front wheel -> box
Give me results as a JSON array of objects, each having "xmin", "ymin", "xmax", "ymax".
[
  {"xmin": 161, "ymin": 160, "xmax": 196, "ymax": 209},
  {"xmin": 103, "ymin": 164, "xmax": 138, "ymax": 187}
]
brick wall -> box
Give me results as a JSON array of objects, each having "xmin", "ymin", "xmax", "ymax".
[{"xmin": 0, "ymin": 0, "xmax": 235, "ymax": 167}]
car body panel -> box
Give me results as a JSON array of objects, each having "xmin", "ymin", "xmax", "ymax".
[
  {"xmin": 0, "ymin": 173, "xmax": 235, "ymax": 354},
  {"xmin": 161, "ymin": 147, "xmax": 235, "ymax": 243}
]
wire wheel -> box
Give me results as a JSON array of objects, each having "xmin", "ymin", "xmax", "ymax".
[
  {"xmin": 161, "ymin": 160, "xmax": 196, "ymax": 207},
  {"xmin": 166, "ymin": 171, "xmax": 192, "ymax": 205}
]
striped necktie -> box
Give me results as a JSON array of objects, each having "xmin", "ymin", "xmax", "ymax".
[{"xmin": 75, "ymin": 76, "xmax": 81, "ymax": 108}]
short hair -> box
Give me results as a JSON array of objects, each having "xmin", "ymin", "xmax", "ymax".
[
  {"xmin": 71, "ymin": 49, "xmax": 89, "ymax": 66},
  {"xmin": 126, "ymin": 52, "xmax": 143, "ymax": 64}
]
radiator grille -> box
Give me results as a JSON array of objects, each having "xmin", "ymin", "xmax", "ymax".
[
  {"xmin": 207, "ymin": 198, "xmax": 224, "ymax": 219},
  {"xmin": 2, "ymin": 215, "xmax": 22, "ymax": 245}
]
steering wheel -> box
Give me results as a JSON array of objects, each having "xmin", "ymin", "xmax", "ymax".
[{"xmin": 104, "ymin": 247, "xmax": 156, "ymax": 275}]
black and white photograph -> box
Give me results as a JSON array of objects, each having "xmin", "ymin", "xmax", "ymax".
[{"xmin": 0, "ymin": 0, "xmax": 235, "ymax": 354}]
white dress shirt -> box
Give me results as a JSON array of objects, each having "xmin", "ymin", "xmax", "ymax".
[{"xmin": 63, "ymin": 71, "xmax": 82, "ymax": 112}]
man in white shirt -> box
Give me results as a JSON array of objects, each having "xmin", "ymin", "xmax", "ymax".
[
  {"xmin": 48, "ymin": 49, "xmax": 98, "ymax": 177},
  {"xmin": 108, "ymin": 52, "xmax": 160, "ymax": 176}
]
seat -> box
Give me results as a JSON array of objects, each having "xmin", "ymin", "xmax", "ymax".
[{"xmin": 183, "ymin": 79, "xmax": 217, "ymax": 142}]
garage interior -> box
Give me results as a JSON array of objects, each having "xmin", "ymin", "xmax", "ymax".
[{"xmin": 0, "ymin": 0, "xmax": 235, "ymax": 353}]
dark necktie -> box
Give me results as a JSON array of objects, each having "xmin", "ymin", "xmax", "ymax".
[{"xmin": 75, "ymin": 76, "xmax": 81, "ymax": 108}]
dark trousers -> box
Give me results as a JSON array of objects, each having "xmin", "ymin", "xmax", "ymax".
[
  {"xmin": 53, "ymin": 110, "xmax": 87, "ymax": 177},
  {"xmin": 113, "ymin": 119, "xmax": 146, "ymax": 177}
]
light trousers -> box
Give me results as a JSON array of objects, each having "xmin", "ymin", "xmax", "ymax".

• YOUR TASK:
Rewrite all of the lines above, putting "tie" wherever "necktie" occurs and leaving everything else unchanged.

• RESPONSE:
front wheel -> box
Give me results as a JSON array of objects, each having "xmin", "ymin", "xmax", "ymax".
[
  {"xmin": 161, "ymin": 160, "xmax": 196, "ymax": 209},
  {"xmin": 103, "ymin": 164, "xmax": 138, "ymax": 187}
]
brick wall -> box
Give me results as a JSON array of objects, each having "xmin", "ymin", "xmax", "ymax".
[{"xmin": 0, "ymin": 0, "xmax": 235, "ymax": 167}]
car body panel -> box
Give me results as a JSON array of objects, each having "xmin", "ymin", "xmax", "ymax".
[
  {"xmin": 0, "ymin": 173, "xmax": 235, "ymax": 354},
  {"xmin": 161, "ymin": 147, "xmax": 235, "ymax": 243}
]
wire wheel -> box
Give me results as a JSON array of objects, each having "xmin", "ymin", "xmax", "ymax".
[
  {"xmin": 161, "ymin": 160, "xmax": 196, "ymax": 207},
  {"xmin": 166, "ymin": 171, "xmax": 192, "ymax": 205}
]
striped tie -> box
Give me results as a JSON array of objects, each having "xmin", "ymin", "xmax", "ymax".
[{"xmin": 75, "ymin": 76, "xmax": 81, "ymax": 108}]
short hair -> box
Give me results as a JSON array of objects, each having "xmin", "ymin", "xmax", "ymax".
[
  {"xmin": 71, "ymin": 49, "xmax": 89, "ymax": 66},
  {"xmin": 126, "ymin": 52, "xmax": 143, "ymax": 64}
]
radiator grille -> box
Give me results as a JSON array of objects, each having "xmin", "ymin", "xmax", "ymax".
[
  {"xmin": 207, "ymin": 198, "xmax": 224, "ymax": 219},
  {"xmin": 2, "ymin": 215, "xmax": 22, "ymax": 245}
]
steering wheel -> box
Give me results as a JSON array of objects, each having "xmin", "ymin", "xmax", "ymax".
[{"xmin": 104, "ymin": 247, "xmax": 156, "ymax": 275}]
black and white photograph -> box
Give me results as a JSON array of objects, each having "xmin", "ymin", "xmax", "ymax".
[{"xmin": 0, "ymin": 0, "xmax": 235, "ymax": 354}]
white dress shirt -> box
Give me results as a JSON array of objects, each having "xmin", "ymin", "xmax", "ymax".
[{"xmin": 63, "ymin": 71, "xmax": 82, "ymax": 112}]
man in white shirt -> box
Give me results as a JSON array of objects, each having "xmin", "ymin", "xmax", "ymax".
[
  {"xmin": 48, "ymin": 49, "xmax": 98, "ymax": 177},
  {"xmin": 108, "ymin": 52, "xmax": 160, "ymax": 176}
]
seat -> box
Give me results as a JSON array of objects, each having "xmin", "ymin", "xmax", "ymax".
[{"xmin": 183, "ymin": 79, "xmax": 217, "ymax": 142}]
garage interior -> box
Give me results as a JSON array of objects, each having "xmin", "ymin", "xmax", "ymax".
[{"xmin": 0, "ymin": 0, "xmax": 235, "ymax": 353}]
dark tie -> box
Give me results as a JSON array of objects, each having "xmin", "ymin", "xmax", "ymax".
[{"xmin": 75, "ymin": 76, "xmax": 81, "ymax": 108}]
dark trousers -> box
Give me results as a JSON array of objects, each having "xmin", "ymin", "xmax", "ymax".
[
  {"xmin": 53, "ymin": 110, "xmax": 87, "ymax": 177},
  {"xmin": 113, "ymin": 119, "xmax": 146, "ymax": 177}
]
light trousers -> box
Give me results as a JSON array of objects, each having "xmin", "ymin", "xmax", "ymax".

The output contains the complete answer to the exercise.